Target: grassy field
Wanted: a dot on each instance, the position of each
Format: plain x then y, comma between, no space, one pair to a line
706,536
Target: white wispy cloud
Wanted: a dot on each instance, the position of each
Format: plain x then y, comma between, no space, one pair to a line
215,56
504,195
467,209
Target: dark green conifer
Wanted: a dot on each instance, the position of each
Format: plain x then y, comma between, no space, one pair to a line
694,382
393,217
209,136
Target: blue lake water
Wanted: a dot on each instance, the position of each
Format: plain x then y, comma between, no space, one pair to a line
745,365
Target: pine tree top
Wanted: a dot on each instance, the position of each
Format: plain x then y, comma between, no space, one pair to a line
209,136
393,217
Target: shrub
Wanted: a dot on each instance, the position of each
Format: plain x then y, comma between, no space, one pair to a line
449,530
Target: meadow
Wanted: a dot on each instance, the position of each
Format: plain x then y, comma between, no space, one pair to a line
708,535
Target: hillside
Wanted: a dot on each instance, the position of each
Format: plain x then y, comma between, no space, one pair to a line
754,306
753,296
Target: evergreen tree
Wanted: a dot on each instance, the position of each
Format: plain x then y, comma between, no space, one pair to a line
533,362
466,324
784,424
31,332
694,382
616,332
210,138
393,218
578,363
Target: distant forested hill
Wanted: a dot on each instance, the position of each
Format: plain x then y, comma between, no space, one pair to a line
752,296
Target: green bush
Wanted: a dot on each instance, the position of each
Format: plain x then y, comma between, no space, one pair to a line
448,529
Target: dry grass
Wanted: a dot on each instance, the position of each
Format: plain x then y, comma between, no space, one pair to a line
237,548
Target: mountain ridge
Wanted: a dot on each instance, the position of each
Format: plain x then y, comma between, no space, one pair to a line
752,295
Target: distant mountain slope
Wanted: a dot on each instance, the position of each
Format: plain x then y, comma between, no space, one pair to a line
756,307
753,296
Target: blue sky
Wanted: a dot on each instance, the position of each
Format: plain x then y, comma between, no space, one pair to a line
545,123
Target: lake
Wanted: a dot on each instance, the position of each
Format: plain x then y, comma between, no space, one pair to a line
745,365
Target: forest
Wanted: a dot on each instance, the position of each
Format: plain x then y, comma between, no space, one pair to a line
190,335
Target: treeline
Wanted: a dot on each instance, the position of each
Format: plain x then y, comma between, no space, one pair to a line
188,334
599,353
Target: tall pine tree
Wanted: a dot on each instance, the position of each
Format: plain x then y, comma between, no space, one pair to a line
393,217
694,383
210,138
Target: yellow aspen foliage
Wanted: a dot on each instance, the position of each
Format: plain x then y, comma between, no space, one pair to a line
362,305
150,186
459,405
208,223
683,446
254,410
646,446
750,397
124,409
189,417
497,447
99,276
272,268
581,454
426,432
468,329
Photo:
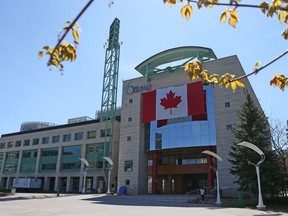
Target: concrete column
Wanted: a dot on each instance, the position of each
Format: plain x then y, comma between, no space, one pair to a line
154,173
19,163
68,188
3,162
58,165
38,161
46,184
56,186
94,182
81,180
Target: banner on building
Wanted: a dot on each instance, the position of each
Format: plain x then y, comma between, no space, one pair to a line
174,102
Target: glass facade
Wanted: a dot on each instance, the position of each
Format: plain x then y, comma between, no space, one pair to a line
56,139
67,138
48,160
1,160
78,136
183,132
28,161
94,155
70,158
45,140
11,162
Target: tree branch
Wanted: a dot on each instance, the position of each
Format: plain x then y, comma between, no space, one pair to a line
236,4
69,28
261,68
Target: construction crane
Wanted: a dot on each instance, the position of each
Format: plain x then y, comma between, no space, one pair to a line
110,84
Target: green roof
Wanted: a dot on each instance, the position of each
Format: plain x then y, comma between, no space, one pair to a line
149,66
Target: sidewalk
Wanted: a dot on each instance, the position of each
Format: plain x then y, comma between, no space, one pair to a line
119,205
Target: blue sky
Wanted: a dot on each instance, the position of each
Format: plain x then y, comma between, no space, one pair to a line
29,91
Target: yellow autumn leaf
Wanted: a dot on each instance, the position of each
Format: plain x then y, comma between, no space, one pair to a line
285,34
281,16
76,35
205,75
239,83
214,78
40,54
233,18
286,18
258,63
187,11
233,86
223,17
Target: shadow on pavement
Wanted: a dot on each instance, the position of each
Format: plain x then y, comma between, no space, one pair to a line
146,200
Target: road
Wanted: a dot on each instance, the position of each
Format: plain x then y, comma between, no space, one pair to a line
102,205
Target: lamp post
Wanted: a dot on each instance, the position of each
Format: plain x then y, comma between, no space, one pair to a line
86,165
109,172
260,205
218,200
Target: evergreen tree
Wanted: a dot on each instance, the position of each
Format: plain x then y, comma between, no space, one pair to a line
254,128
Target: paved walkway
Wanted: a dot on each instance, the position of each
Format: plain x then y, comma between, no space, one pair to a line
25,204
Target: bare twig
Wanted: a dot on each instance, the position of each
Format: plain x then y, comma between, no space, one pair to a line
257,70
240,5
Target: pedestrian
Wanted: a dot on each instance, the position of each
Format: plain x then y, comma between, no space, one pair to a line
202,194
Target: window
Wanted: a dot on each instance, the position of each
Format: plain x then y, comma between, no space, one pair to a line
78,136
91,134
35,141
229,127
128,165
26,142
70,158
66,137
102,132
10,145
227,104
18,143
2,145
45,140
56,139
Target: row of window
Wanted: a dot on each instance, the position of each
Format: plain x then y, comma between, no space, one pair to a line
53,139
48,158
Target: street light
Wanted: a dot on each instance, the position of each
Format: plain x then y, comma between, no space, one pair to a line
218,201
109,170
260,205
86,165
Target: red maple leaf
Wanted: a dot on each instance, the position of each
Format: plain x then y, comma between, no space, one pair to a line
170,101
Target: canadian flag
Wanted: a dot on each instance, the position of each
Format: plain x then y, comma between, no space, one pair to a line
174,102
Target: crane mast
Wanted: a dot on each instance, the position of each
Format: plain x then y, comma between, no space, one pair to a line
110,84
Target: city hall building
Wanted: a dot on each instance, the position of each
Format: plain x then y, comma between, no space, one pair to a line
166,122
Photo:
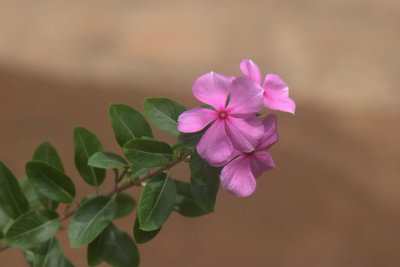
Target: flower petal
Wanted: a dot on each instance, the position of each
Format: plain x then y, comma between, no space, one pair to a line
261,161
246,97
251,70
212,89
237,177
215,146
270,136
276,94
195,119
245,134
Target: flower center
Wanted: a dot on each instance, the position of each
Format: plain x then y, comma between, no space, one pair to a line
222,115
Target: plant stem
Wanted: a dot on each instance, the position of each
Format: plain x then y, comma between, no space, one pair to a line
124,187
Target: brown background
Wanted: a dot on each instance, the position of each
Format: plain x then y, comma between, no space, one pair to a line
332,201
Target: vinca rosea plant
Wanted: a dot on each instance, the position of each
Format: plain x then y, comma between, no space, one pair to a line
224,141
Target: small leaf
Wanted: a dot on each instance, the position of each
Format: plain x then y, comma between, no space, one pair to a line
12,200
107,160
125,205
46,152
49,254
164,113
86,144
184,203
35,198
90,220
124,253
50,181
101,247
201,171
148,153
156,202
4,220
143,236
205,195
32,229
128,123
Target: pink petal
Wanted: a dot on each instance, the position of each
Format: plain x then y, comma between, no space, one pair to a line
245,134
251,70
212,89
261,161
195,119
276,95
237,177
246,97
270,136
215,146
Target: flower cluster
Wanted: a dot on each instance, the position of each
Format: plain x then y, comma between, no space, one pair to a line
236,139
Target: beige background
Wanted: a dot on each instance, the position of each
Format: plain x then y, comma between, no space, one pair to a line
333,201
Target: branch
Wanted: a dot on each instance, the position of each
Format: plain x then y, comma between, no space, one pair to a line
123,187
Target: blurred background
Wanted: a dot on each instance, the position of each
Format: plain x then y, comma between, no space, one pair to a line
334,198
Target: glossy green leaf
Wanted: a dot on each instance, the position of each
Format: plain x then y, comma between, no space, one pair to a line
128,123
143,236
184,203
35,198
124,253
49,254
86,144
148,153
201,171
50,181
12,199
107,160
46,152
205,195
125,205
90,220
101,247
4,220
32,229
164,113
156,202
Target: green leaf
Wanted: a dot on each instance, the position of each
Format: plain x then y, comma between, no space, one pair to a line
35,198
46,152
128,123
125,205
156,202
201,171
148,153
205,195
107,160
124,253
184,203
101,247
50,181
90,220
143,236
12,200
164,113
32,229
4,220
49,254
86,144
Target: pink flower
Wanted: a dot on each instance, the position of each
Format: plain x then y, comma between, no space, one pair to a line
233,123
239,176
276,92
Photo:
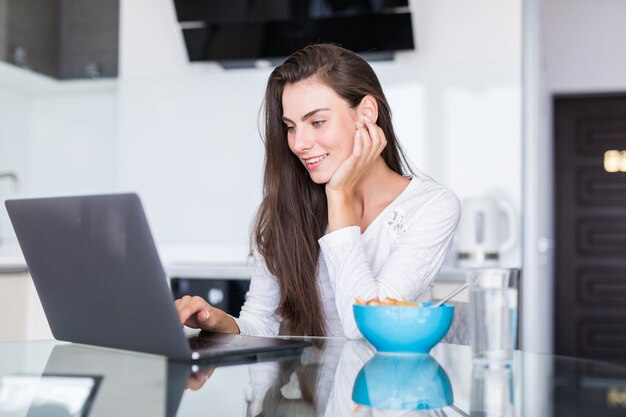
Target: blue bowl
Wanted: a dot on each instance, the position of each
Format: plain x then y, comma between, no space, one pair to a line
402,382
403,329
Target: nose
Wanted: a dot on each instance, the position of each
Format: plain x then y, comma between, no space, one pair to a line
302,140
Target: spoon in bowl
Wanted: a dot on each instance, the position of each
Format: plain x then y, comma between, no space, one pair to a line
449,296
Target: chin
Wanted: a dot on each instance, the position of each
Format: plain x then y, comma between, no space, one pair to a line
319,179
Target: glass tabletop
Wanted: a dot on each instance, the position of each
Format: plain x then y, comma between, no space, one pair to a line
334,377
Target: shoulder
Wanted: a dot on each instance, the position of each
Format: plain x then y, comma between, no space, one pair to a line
424,194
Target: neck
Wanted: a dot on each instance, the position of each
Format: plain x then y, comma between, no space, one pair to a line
377,190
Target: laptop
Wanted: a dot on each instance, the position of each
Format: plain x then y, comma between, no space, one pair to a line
98,275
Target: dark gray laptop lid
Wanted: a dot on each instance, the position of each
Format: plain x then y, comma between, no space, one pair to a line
97,272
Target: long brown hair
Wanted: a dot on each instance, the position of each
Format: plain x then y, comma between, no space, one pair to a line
293,214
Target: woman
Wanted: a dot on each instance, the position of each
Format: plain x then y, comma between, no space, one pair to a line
340,218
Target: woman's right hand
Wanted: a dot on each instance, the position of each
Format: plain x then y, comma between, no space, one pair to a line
196,313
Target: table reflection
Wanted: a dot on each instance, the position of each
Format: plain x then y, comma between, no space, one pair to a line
335,377
403,382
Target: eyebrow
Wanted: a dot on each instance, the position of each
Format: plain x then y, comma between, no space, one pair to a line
306,116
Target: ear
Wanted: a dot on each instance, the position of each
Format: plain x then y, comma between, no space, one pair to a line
369,107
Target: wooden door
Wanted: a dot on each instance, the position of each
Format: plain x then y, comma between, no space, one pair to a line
590,220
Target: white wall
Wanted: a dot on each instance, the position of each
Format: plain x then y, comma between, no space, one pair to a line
189,136
13,147
185,136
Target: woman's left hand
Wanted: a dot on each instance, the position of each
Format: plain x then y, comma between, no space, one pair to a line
369,142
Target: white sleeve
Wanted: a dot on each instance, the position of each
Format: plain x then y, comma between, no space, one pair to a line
417,256
258,314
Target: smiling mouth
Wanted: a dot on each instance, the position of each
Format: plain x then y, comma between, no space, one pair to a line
315,160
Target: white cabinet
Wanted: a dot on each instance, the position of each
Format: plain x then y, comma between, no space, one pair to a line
21,314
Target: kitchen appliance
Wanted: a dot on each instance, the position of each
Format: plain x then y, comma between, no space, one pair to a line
238,33
486,230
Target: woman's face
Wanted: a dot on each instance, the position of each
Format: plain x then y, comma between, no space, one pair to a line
320,127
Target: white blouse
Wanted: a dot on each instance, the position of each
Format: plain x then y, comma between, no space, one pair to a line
397,256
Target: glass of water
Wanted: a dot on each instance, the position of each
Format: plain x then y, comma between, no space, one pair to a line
493,315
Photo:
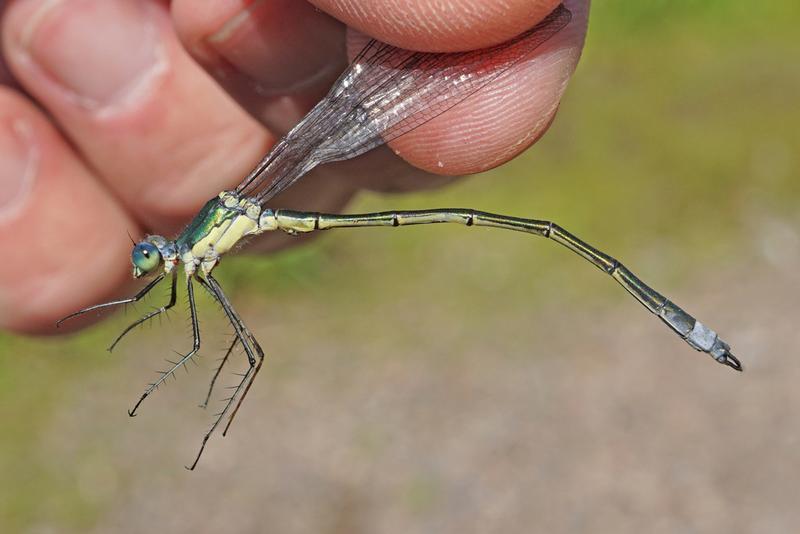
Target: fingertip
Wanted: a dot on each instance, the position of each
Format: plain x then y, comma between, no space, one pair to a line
503,119
435,26
51,213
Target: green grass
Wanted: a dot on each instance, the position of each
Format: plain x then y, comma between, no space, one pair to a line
677,132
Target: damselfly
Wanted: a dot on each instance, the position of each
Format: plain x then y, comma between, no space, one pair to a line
385,93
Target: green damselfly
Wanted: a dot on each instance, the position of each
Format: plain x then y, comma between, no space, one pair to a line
385,93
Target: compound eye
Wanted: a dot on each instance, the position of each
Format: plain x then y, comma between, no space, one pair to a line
145,257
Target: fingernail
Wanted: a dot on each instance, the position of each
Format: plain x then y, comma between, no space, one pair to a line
18,166
104,54
283,46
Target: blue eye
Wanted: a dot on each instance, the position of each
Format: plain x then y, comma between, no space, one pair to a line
145,257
────────────────────────────────────────
*PROBLEM TO SOLVE*:
Reproduce everything from the line containing "Target: fingernail" down to the end of the entries above, character for character, including both of those end lines.

*COMPLETE OUTPUT*:
Target: fingernail
Wanted: a dot on each instance, the position of each
Format: plain x then y, comma between, no space, one pair to a line
18,166
104,54
283,46
Target: blue eye
Wanted: a dot on each instance, the position of each
Format: plain x then y, comma between, no space, one pair to a line
145,257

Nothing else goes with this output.